**Dataset records**
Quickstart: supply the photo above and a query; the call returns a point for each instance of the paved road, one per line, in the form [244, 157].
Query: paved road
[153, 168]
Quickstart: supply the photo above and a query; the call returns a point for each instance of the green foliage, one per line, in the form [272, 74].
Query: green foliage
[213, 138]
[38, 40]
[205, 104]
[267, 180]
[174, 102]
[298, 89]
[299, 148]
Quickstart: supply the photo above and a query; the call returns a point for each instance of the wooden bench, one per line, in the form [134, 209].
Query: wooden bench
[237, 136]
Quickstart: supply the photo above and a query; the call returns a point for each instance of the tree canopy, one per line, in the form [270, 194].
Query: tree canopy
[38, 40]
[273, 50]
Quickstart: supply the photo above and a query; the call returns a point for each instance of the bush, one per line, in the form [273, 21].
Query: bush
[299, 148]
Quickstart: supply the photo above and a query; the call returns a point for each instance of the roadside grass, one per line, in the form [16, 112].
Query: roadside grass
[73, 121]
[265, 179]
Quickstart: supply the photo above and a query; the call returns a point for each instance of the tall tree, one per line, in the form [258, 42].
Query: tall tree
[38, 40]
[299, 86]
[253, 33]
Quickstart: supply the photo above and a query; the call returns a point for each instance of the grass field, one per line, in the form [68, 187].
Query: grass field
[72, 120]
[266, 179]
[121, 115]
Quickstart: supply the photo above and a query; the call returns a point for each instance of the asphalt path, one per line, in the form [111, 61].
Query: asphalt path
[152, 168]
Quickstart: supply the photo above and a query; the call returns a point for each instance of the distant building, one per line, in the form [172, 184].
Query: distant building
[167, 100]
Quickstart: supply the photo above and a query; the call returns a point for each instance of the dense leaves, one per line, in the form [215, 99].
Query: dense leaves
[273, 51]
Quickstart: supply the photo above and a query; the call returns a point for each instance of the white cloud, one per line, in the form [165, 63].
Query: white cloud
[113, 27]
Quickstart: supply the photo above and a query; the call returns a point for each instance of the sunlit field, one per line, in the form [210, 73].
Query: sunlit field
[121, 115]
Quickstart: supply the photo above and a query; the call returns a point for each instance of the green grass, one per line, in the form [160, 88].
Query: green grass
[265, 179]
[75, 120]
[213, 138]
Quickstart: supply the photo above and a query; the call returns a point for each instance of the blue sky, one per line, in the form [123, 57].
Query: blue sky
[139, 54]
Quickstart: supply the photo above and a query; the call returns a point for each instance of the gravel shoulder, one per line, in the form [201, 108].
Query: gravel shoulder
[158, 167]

**Problem description**
Rewrite all the records above, replacing every "Quickstart" with "Usage note" and leaving everything else unchanged.

**Answer to this task**
Usage note: supply the photo above and a query; the call returns a point for each instance of the paved road, one per line, in the form [244, 157].
Query: paved road
[153, 168]
Usage note: supply the photo above and a query; the call returns a point for each instance of the green foliage, one per line, in the form [272, 74].
Query: green foliage
[213, 138]
[38, 40]
[205, 104]
[267, 180]
[174, 102]
[298, 89]
[299, 148]
Usage note: supply the photo above and a query; the call returns a point for each instance of the wooden bench, one per line, in the form [134, 209].
Query: wooden bench
[237, 136]
Usage note: supply the photo above and a query; the call returns a point for each instance of the tree canopy, one per line, in the form [270, 194].
Query: tree canopy
[38, 40]
[273, 50]
Usage note: supply the photo above and a query; the call returns a point for each instance of the bush, one per line, in the form [273, 21].
Query: bush
[299, 148]
Usage note: supply the photo above and a query; the call returns a point for each instance of the roadside grass, one per line, in the form [16, 112].
Query: roadside grass
[73, 121]
[265, 179]
Usage note: supply the photo above and a query; the call returns a point for each instance of the tall tree, one per line, in the form [258, 42].
Query: tall tree
[38, 40]
[299, 86]
[253, 33]
Usage note: supply the photo above and a query; the call returns a point for each instance of the grass field, one per line, in the form [68, 187].
Query: grass field
[72, 120]
[266, 179]
[121, 115]
Usage note: supply the photo above and a query; the call returns a point for each instance of the asphalt path, one per line, in the form [111, 61].
Query: asphalt path
[152, 168]
Usage note: supply the photo above and a query; the call returns a point for each instance of the distant building, one per line, in the form [172, 184].
Query: distant building
[167, 100]
Usage note: supply the photo above and a query; the call returns a point for each instance of the dense leaves, one per line, in the form [215, 99].
Query: dense leaves
[273, 51]
Usage note: supply the photo above and a query; the call returns a point for each instance of the white cloud, one per line, in the form [165, 63].
Query: white cloud
[113, 27]
Usage note: supply the photo above and a query; the call returns a point for each instance of the sunlit field, one per line, in the form [210, 73].
Query: sunlit field
[121, 115]
Usage note: supply the photo above and a query; the call returns a point for each instance of the green grass, one per line, in the form [160, 88].
Query: green grass
[265, 179]
[75, 120]
[213, 138]
Usage note: supply the photo above and a query; the call returns a point for each instance of the blue sky, one per line, in the form [123, 57].
Query: blue sky
[139, 54]
Usage note: supply the photo above and a query; the call returns a point for each instance of the gravel shoulder, one per line, in the form [201, 108].
Query: gravel shoulder
[158, 167]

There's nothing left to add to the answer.